▶ _TASK BRIEF_: Copy the following lines verbatim, covering all the data.

=== DATA RECORDS ===

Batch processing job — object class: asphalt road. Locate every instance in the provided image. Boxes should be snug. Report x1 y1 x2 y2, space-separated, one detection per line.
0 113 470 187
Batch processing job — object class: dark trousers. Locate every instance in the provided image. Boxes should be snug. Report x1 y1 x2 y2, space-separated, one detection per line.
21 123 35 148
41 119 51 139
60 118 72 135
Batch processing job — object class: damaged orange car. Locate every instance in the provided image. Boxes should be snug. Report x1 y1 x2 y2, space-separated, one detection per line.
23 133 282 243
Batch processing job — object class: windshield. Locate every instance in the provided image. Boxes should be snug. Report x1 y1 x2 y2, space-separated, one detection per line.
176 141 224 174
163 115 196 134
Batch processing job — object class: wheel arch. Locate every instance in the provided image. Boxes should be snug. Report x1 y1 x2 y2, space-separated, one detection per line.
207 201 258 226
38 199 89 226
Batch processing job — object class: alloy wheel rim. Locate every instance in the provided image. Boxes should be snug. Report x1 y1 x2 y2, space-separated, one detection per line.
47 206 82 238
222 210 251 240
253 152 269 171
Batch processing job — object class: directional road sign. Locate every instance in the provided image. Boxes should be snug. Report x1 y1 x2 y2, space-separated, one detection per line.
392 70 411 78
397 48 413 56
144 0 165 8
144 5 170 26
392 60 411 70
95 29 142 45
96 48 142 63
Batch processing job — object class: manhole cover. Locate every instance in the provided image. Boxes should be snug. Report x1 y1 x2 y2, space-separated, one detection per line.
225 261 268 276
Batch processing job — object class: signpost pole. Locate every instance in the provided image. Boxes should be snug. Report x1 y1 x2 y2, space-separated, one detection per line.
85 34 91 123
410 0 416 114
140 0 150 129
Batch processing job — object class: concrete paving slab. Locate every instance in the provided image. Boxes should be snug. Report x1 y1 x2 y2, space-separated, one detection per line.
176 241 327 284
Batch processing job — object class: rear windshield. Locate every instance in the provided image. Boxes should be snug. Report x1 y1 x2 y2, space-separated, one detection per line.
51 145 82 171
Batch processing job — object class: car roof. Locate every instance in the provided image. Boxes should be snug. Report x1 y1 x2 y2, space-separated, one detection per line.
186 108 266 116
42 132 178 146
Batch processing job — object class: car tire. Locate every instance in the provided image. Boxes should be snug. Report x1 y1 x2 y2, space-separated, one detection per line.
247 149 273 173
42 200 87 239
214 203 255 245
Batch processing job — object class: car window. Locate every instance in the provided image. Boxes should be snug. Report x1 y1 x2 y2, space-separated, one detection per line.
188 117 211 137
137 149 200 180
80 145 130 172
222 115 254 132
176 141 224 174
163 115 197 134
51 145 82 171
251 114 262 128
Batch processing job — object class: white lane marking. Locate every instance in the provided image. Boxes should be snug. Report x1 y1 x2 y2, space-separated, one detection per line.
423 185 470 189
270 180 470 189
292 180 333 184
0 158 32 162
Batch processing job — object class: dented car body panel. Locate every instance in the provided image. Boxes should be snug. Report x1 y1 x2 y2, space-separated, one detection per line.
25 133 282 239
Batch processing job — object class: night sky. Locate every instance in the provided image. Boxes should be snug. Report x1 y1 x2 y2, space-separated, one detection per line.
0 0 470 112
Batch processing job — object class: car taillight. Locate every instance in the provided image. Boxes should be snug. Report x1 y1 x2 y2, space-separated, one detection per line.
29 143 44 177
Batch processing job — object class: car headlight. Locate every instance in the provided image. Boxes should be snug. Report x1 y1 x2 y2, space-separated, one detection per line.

===

▶ _EXPECTED ANSWER_:
Batch processing job — object class: asphalt road. Locate every instance in the provided image. Boxes should be snug. Report x1 y1 x2 y2, space-separated, one detection per line.
0 113 470 187
Batch processing job — object class: dark trousers. Locate every instance in the provided image. Boxes should be snug. Report x1 y1 x2 y2, space-separated, one detection per line.
21 123 35 148
41 119 51 139
60 118 72 135
Batch processing job — object class: damaged orange car. Locate every instance in the provided image. Boxes should be snug. Report x1 y1 x2 y2, space-separated, one detection per line.
23 133 282 243
Batch processing job — object class: windshield. Locate every instance in the provided image. Boxes should be snug. Report x1 y1 x2 y2, space-separated, one detection per line.
176 141 224 174
163 115 196 134
Batch processing job — object class: wheel arch. Locate every instance in the provided image. Boxes should be snug. Report x1 y1 x2 y2, space-separated, one detection per line.
207 201 258 226
38 199 89 226
Batch processing job — object class: alloy wheel rim. Locate every instance in the provided image. Boxes should be snug. Report x1 y1 x2 y2, space-separated, one detection per line.
47 206 82 238
222 210 251 240
253 152 269 171
Batch processing job — object class: directional road sign. Locate every instance in the provided image. Boxes should be snug. Report x1 y1 x2 y2, space-separated, one detection per line.
392 70 411 78
397 48 413 56
144 0 165 8
144 5 170 26
392 60 411 70
95 29 142 45
96 48 142 63
Batch processing job — object class: manhole cover. Locate every instance in the provided image. Boxes should be snug. Report x1 y1 x2 y2, space-separated, one detection per line.
225 261 268 276
Batch processing job — object class: signpost pole. Locate every instance in the provided image. Boxes should be snug. Report x1 y1 x2 y2, space-separated, one detection per line.
85 34 91 123
410 0 416 114
140 0 150 129
Batch processing job — object class: concrete paving slab. Locate every instance in the provided image. Boxes should be snug. Report x1 y1 x2 y2, space-separated, one detection per line.
176 241 327 284
Batch processing job — object class: rear windshield. Locate every instance in the provided image. Boxes should be snug. Report x1 y1 x2 y2, space-separated, one detection per line.
51 145 82 171
Batch processing job — object class: car roof. Locate every instance in the provided image. Boxes should be snug. Report x1 y1 x2 y2, space-separated, one detection per line.
186 108 266 116
42 132 178 146
Batch processing job — object class: car tire. Locate every instance in the provided image. Boxes should be snug. Report x1 y1 x2 y2, space-separated, one detection per line.
247 149 273 173
42 200 87 239
214 203 255 245
Batch processing job — object class: car window. Locate every instance in the provided image. Boxes should be snug. Report x1 y1 x2 y2, space-separated, one detection per line.
188 117 211 137
137 149 200 180
80 145 130 172
222 115 254 132
176 141 224 174
163 115 197 134
51 145 82 171
251 114 262 128
Batch processing job — object class: white lane marking. Locate every instance in the provided image. Boxes should be snug. Report x1 y1 x2 y2, space-separated, one detection per line.
423 185 470 189
270 180 470 189
292 180 333 184
0 158 32 162
Batch processing job — object class: dented car body panel. Locate every instance in the provided image. Boxes should be snug. Report x1 y1 x2 y2, space-separated, one detection per line.
25 133 282 239
Batch processing job — object class: night sky. Locate every instance in the provided image. Boxes should be snug. Report x1 y1 x2 y2, space-separated, one detection per line.
0 0 470 112
Batch processing job — object class: car taillight. Locate every instance in the provided image. Boxes should be snug. Report x1 y1 x2 y2, space-separated, one detection per line.
29 143 44 177
Batch processing job — object class: car headlight. Locate every instance in the provided image. Boxes should be snug. Report x1 y1 x2 y2, space-separated, one detection per line.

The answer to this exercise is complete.